Provided entries START

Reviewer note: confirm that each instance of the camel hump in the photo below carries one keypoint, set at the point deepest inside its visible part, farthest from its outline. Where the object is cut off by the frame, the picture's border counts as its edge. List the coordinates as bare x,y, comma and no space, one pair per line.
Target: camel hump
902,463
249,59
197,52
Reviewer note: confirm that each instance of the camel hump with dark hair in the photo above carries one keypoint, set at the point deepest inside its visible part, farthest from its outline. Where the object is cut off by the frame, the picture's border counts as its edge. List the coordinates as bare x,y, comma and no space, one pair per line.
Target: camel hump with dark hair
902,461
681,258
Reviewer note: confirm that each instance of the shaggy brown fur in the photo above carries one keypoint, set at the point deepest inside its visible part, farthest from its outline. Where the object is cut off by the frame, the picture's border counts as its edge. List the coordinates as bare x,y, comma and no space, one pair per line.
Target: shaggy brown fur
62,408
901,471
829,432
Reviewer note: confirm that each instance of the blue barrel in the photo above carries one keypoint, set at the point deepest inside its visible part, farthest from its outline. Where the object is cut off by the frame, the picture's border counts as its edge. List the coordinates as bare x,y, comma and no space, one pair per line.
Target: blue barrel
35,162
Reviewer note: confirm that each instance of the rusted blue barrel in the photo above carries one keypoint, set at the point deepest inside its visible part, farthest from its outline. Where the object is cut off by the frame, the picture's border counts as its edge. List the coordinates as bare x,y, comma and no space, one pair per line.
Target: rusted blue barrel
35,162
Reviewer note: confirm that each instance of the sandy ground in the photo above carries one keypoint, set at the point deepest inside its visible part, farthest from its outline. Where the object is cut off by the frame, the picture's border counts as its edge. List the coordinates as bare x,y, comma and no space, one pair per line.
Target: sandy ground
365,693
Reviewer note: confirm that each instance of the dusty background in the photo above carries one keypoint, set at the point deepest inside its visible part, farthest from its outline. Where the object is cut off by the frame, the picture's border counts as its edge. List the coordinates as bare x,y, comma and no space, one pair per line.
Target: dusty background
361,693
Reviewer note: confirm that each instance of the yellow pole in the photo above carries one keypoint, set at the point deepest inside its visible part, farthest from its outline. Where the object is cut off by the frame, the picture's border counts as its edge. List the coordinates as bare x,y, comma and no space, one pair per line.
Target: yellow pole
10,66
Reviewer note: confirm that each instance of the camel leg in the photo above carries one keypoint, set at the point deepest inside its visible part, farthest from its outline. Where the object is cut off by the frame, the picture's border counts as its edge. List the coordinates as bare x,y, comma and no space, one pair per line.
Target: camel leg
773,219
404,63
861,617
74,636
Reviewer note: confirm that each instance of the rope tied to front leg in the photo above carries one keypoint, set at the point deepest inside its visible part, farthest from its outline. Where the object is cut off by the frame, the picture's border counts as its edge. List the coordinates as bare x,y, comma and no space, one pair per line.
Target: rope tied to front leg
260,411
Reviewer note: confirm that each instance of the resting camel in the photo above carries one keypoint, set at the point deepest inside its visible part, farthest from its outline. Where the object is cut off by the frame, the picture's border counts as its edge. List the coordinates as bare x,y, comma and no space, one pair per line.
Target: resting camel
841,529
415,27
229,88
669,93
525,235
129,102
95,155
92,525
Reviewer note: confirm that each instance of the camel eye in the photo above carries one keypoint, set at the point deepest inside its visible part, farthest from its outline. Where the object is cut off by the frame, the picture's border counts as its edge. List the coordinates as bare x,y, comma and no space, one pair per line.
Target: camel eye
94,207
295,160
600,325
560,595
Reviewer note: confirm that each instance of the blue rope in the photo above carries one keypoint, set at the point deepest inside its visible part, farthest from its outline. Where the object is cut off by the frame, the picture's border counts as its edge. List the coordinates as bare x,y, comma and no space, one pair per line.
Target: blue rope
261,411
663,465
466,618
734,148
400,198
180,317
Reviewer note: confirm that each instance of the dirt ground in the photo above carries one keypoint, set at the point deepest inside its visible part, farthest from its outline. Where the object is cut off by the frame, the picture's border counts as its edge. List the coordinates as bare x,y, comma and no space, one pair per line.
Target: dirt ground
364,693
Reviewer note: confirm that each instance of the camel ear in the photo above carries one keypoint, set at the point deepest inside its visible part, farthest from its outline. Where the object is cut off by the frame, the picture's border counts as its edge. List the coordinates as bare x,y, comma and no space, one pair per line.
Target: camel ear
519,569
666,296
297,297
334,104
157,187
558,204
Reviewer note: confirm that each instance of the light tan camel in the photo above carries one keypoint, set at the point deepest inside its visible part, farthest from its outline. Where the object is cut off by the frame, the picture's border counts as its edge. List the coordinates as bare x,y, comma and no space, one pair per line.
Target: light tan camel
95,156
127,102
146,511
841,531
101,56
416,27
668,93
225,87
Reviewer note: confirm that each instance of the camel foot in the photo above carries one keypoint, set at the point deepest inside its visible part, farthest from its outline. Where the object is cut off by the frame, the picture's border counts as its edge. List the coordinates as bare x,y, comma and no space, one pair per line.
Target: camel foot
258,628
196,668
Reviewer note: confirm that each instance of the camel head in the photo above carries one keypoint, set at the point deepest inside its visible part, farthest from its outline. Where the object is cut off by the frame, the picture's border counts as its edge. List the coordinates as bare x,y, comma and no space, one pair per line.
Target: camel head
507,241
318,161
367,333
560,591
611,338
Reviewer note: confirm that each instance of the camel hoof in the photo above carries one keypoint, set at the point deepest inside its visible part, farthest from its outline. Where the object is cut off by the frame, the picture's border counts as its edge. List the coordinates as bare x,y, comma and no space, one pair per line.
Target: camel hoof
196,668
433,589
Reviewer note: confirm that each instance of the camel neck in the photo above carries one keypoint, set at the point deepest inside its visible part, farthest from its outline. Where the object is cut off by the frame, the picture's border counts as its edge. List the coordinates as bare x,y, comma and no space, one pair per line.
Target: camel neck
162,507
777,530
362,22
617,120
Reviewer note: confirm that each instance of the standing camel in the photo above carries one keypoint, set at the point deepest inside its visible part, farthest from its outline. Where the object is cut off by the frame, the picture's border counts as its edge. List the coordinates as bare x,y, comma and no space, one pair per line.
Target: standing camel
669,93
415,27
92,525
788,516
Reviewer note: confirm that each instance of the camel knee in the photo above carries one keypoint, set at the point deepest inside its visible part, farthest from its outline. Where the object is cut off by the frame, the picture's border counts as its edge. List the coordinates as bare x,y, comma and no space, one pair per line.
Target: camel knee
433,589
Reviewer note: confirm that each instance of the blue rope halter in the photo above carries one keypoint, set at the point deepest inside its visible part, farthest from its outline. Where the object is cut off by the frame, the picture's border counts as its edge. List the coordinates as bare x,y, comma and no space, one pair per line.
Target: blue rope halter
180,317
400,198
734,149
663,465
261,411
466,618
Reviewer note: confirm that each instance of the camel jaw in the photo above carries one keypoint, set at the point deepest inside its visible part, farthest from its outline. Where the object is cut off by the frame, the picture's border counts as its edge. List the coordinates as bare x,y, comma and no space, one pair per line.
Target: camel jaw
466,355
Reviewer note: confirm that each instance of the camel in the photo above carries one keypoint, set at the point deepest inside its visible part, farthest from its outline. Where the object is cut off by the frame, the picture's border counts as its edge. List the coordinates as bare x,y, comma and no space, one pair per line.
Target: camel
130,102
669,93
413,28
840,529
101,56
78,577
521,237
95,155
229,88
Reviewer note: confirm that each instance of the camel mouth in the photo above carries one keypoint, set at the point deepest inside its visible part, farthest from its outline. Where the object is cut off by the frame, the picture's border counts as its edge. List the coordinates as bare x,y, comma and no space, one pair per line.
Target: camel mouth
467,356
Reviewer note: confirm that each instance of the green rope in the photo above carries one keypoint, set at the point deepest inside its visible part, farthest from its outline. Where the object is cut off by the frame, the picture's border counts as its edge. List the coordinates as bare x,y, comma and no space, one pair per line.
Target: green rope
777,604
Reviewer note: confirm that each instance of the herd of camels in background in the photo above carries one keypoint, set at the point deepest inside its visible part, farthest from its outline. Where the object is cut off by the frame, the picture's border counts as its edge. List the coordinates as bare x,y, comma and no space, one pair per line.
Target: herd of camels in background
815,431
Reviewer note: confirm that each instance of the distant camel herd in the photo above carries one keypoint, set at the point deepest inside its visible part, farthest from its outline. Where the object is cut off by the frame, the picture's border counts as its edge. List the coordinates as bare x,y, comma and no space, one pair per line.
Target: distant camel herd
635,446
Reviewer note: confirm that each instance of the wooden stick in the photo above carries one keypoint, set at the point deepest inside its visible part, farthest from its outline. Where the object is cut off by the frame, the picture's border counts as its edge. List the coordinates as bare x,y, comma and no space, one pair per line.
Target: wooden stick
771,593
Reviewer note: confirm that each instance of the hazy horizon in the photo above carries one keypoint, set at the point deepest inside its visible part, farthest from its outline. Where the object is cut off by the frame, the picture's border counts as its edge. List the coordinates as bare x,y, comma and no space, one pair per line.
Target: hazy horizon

Provided entries END

- What is needed: List every line above that contains the word "hazy".

- Problem solution:
Reviewer note: confirm that each instance of the hazy horizon in the photo above carries one keypoint, set at the point deepest inside its visible part, farthest from its outline. Where the object is cut off by the frame, the picture's border counts as its edge. List the coordinates as bare x,y, comma and no space, one pair per line.
Target: hazy horizon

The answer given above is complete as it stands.